• Consigne 1
Transcrivez sous forme de liste JSON de chaînes, une chaîne par ligne et sans les lignes vides, la portion des entrées qui commence à la ligne contenant « Exercise. Point to the gray » et s'étend jusqu'à la fin des entrées, bornes incluses.

• Extrait à lire
=======
Hommage Breguet aux Etats-Unis: art horloger et innovations
Né à Neuchâtel en 1747, l’horloger créateur Abraham-Louis Breguet révolutionne l’art de la mesure du temps. Une magistrale rétrospective lui est consacrée à San Francisco jusqu’en janvier 2016.
L’exposition «Breguet: Art and Innovation in Watchmaking» choisit pour écrin du 19 septembre 2015 au 10 janvier 2016, le California Palace of the Legion of Honor de San Francisco, un de ces palaces qui incarnent les démesures du Nouveau Monde.
Envergure et mythes
Tout ce qui se lit sur cet horloger, sa manière d’être encore autant respectée par les élites créatrices horlogères du moment, qu’il s’agisse des garants de l’esthétique, des gourous du marketing ou de la caste hermétique des motoristes de génie, rend ultra périlleux tout acte réducteur le concernant. Or une exposition est avant tout un acte réducteur. Par les inévitables impasses qu’elle est obligée de faire, par les options qu’elle privilégie. Reste qu’elle peut être aussi, justement parce qu’elle assume ses choix, une incitation à en savoir plus, une véritable porte ouverte sur la connaissance.
C’est le Fine Arts Museums de San Francisco qui, en collaboration avec la Maison Breguet, relève le défi d’orchestrer pour la première fois aux Etats-Unis une telle exposition forte de plus de 70 pièces. «Ce n’est sans doute pas un hasard si le musée a souhaité inscrire cette rétrospective à son prestigieux programme. Quel meilleur endroit, en effet, que cette ville mythique de San Francisco, pour mettre en valeur une œuvre qui fut en son temps probablement aussi révolutionnaire que bien des produits imaginés ces dernières années dans la Silicon Valley toute proche. De nouvelles solutions techniques, de nouveaux outils, de nouveaux usages, Breguet en testa toute sa vie. Il n’eut pas peur d’innover, au risque de choquer peut-être» s’enthousiasme Marc A. Hayek, Président & CEO de Breguet.
=======
[Annotations par points pour des photos]

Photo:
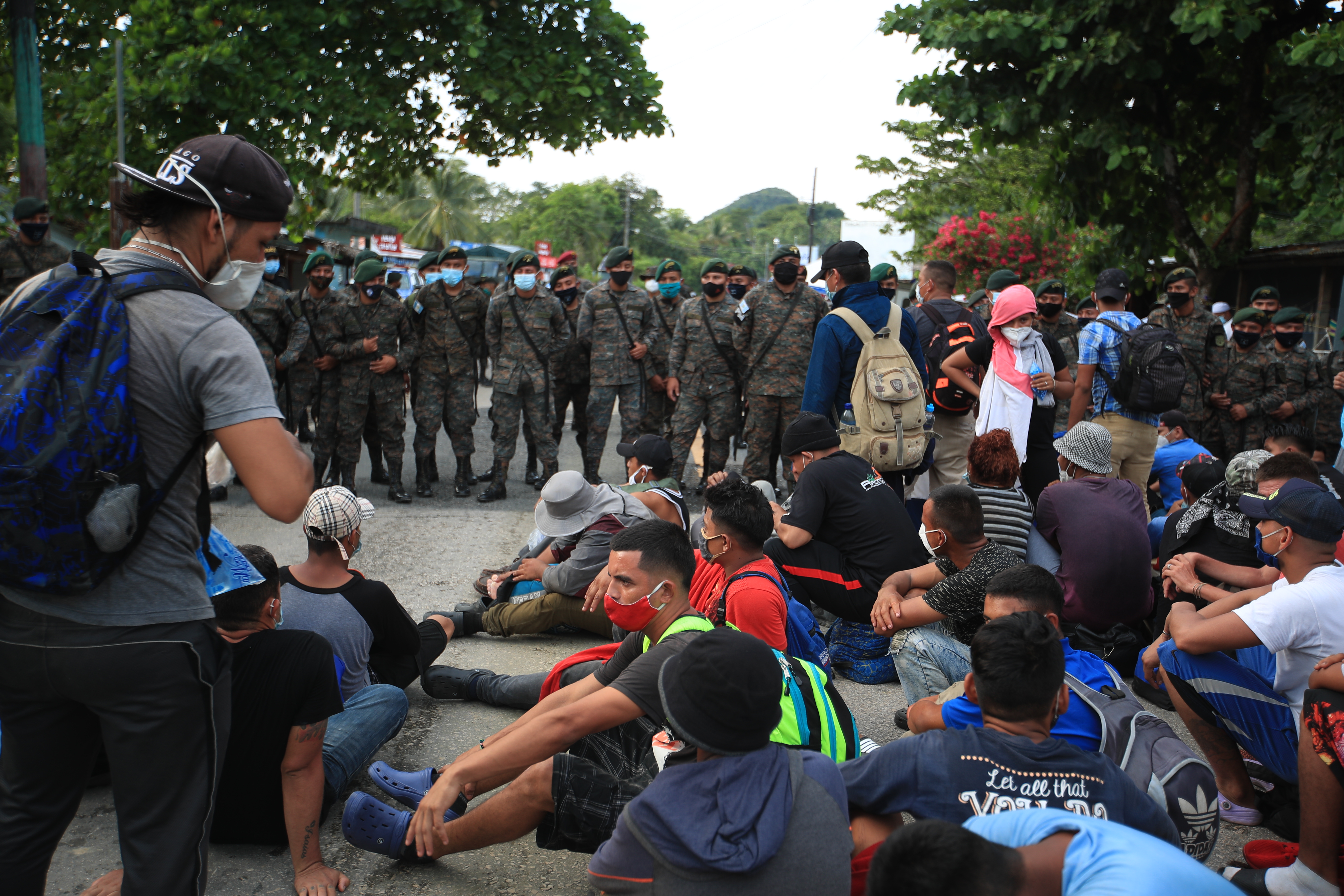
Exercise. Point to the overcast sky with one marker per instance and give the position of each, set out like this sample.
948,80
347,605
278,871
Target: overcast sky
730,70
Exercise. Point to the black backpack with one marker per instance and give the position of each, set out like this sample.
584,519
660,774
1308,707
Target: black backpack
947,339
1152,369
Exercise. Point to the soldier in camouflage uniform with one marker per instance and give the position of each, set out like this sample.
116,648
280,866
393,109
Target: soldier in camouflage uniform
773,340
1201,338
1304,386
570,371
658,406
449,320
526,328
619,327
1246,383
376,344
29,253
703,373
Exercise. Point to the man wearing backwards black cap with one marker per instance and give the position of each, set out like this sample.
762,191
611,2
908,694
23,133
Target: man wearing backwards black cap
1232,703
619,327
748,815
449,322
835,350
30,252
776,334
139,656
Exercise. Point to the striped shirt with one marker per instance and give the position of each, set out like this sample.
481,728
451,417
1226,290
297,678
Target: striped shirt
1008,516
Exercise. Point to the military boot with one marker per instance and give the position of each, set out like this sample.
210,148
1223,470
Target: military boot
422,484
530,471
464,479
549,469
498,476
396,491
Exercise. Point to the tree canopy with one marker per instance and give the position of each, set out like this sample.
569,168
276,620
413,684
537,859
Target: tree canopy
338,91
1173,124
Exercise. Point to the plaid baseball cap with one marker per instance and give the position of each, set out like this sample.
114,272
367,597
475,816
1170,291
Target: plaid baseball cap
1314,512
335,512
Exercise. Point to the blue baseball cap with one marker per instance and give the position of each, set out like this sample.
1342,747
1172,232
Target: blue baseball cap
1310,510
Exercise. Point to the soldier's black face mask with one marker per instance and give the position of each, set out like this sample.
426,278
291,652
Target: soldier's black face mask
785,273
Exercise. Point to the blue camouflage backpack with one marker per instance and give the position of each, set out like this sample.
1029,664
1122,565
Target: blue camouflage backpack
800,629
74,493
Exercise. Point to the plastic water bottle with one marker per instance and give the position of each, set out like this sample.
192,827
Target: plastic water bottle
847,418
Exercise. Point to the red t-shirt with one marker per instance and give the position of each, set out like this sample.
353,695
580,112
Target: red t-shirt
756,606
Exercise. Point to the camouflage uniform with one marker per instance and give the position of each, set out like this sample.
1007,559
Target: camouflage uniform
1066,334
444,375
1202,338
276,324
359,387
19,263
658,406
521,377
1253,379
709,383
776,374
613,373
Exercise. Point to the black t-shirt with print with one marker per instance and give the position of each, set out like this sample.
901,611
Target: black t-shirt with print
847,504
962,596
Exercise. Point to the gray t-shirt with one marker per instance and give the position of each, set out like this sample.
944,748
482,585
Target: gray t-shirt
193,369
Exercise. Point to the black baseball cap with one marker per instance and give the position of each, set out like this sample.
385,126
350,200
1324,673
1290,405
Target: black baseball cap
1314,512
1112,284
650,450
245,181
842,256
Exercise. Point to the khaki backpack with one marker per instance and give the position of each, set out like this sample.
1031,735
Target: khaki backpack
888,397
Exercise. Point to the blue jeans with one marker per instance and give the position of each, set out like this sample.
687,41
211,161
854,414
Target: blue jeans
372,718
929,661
=======
• Consigne 2
Rédigez la suite de l'article consacré à la rétrospective Breguet de San Francisco, en reprenant après sa dernière phrase.

• Réponse 1
[
  "Exercise. Point to the gray t-shirt with one marker per instance and give the position of each, set out like this sample.",
  "944,748",
  "482,585",
  "Target: gray t-shirt",
  "193,369",
  "Exercise. Point to the black baseball cap with one marker per instance and give the position of each, set out like this sample.",
  "385,126",
  "350,200",
  "1324,673",
  "1290,405",
  "Target: black baseball cap",
  "1314,512",
  "1112,284",
  "650,450",
  "245,181",
  "842,256",
  "Exercise. Point to the khaki backpack with one marker per instance and give the position of each, set out like this sample.",
  "1031,735",
  "Target: khaki backpack",
  "888,397",
  "Exercise. Point to the blue jeans with one marker per instance and give the position of each, set out like this sample.",
  "687,41",
  "211,161",
  "854,414",
  "Target: blue jeans",
  "372,718",
  "929,661"
]

• Réponse 2
Une œuvre en quinze tableaux
Aujourd’hui encore, presque 270 ans après sa naissance, 240 ans tout juste après sa première installation à son compte à Paris, l’esprit d’Abraham-Louis Breguet survole l’horlogerie mécanique d’excellence, comme en témoignent ces trois premières évidences qui me viennent spontanément: cette forme d’aiguille ou de spiral qui porte toujours son nom, toutes marques confondues; l’invention du Tourbillon, dont la résurgence dès les années 1980, permit – et permet encore – d’injecter dans les veines de nombreuses enseignes actuelles, un sang neuf dont les retombées lucratives sont loin de se tarir. Puis, en allant plus loin, on pourrait presque lui attribuer la partenité du crowd funding puisqu’à son époque déjà, certaines de ses pièces se prévendaient en souscription. D’ailleurs, deux de ces trois évidences auront leur propre galerie, au nombre de la quinzaine de tableaux que proposent les organisateurs de l’exposition.
Justement, la galerie 1 est consacrée à ces montres à une seule aiguille et cadran émail, baptisées Souscriptions, parce que leur mode de production englobait l’idée qu’un quart du prix devait être avancé par le futur acquéreur. Des pièces fiables, d’un prix relativement abordable, «dotées d’un mouvement spécial d’une grande simplicité, construit autour d’un barillet central» comme l’indique le catalogue de l’exposition. Il faut attendre la Galerie 14 pour entrer dans l’univers breveté le 26 juin 1801 du Tourbillon, après avoir visité d’autres mondes, celui des «Montres à Tact» (Galerie 2), des Montres à Répétition ou Perpétuelles (respectivement les Galerie 4 et 5) ou celui du tableau numéro 8 dédié aux «Garde-Temps», une désignation que Bréguet réservait à ses montres les plus précises.
Breguet et les Etats-Unis
L’Horloger du Roi – ainsi appelé jusqu’aux heures de la Révolution qui le contraignent à revenir en son neuchâtelois berceau – eut la particularité d’avoir un sens aigü des relations. Cela lui permit, déjà de son vivant, de jouir d’une notoriété enviable et peu courante au sein des gens de son métier. Toutefois, malgré son espoir de conquérir les Etats-Unis, seuls quelques noms précurseurs apparaissent vers 1800 dans ses livres de clientèle: au nombre d’entre eux, un Ministre de la Guerre, le général Knox, acquiert une répétition minute; un certain William R. Davie, père fondateur des Etats-Unis et fondateur de l’Université de la Caroline du Nord fera directement ses emplettes à la source, c’est à dire au Quai de l’Horloge dans l’Ile de la Cité à Paris.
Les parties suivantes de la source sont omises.